» REQUIRED WORK
Each line should be copied exactly.

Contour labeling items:

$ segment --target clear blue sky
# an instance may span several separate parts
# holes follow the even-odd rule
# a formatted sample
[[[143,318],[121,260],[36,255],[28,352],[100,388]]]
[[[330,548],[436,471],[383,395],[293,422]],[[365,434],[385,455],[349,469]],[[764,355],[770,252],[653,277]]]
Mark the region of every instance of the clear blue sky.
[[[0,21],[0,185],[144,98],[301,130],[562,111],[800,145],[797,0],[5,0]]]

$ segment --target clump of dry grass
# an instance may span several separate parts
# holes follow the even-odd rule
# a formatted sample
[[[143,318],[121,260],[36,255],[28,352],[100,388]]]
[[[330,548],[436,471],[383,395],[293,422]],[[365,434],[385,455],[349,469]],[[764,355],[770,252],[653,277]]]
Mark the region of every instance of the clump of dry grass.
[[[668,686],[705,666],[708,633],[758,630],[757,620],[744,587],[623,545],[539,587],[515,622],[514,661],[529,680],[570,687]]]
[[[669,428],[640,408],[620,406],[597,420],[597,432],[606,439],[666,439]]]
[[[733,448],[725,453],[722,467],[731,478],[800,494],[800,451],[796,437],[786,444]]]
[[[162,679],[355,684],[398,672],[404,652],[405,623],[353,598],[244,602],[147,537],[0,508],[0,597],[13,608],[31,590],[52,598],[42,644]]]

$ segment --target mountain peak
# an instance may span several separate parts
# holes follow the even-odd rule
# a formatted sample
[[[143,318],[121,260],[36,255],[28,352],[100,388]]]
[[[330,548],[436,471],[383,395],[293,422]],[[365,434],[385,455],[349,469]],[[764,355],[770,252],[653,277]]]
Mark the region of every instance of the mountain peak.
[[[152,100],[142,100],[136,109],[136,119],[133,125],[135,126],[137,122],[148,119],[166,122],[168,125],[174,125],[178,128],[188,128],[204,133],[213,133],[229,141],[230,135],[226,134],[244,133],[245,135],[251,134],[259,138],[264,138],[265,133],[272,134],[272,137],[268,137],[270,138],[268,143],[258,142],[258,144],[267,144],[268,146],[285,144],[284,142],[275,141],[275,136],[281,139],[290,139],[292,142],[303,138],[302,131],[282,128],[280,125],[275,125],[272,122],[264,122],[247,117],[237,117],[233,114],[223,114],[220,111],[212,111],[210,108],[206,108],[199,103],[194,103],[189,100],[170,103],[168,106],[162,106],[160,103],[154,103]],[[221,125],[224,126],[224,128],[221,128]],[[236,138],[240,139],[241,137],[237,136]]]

» WORKED ANSWER
$ segment --target clear blue sky
# an instance may span several separate parts
# holes follow the even-odd rule
# a formatted sample
[[[143,318],[121,260],[36,255],[28,352],[100,388]]]
[[[330,548],[436,471],[383,395],[293,422]],[[365,434],[385,455],[349,469]],[[764,355],[770,252],[653,277]]]
Mark the region of every instance of the clear blue sky.
[[[0,21],[0,185],[144,98],[301,130],[562,111],[800,145],[797,0],[5,0]]]

$ segment --target clump of dry grass
# an instance may span several separate parts
# holes follow the even-odd rule
# a formatted sample
[[[143,318],[121,260],[36,255],[28,352],[100,388]]]
[[[330,548],[436,471],[383,395],[293,422]],[[365,434],[385,455],[349,469]],[[764,355],[770,252],[653,277]]]
Mark the region of every instance of the clump of dry grass.
[[[668,686],[705,666],[708,633],[758,630],[757,620],[744,587],[623,545],[539,587],[515,622],[514,661],[529,680],[570,687]]]
[[[669,428],[640,408],[620,406],[597,420],[597,432],[606,439],[666,439]]]
[[[733,448],[725,453],[722,467],[731,478],[800,494],[800,451],[796,437],[786,444]]]
[[[162,679],[355,684],[398,672],[404,652],[405,623],[353,598],[244,602],[147,537],[0,508],[0,597],[13,608],[31,590],[52,598],[42,644]]]

$ segment --target mountain peak
# an instance may span several separate parts
# holes follow the even-odd rule
# a formatted sample
[[[143,318],[121,260],[36,255],[28,352],[100,388]]]
[[[330,548],[436,471],[383,395],[293,422]],[[365,434],[385,455],[349,469]],[[764,355],[770,252],[653,277]]]
Mark the region of every instance of the mountain peak.
[[[152,100],[142,100],[136,109],[136,119],[133,125],[135,126],[137,122],[148,119],[166,122],[168,125],[174,125],[178,128],[188,128],[204,133],[213,133],[229,141],[230,135],[226,134],[244,133],[245,135],[251,134],[259,138],[264,138],[265,133],[272,134],[272,137],[268,137],[270,138],[268,143],[258,142],[258,144],[267,144],[268,146],[285,144],[284,142],[275,141],[275,136],[281,139],[290,139],[292,142],[303,138],[302,131],[282,128],[280,125],[275,125],[272,122],[264,122],[247,117],[237,117],[233,114],[223,114],[220,111],[212,111],[210,108],[206,108],[199,103],[194,103],[189,100],[170,103],[168,106],[162,106],[160,103],[154,103]],[[221,125],[224,126],[224,128],[221,128]],[[236,138],[240,139],[241,137],[237,136]]]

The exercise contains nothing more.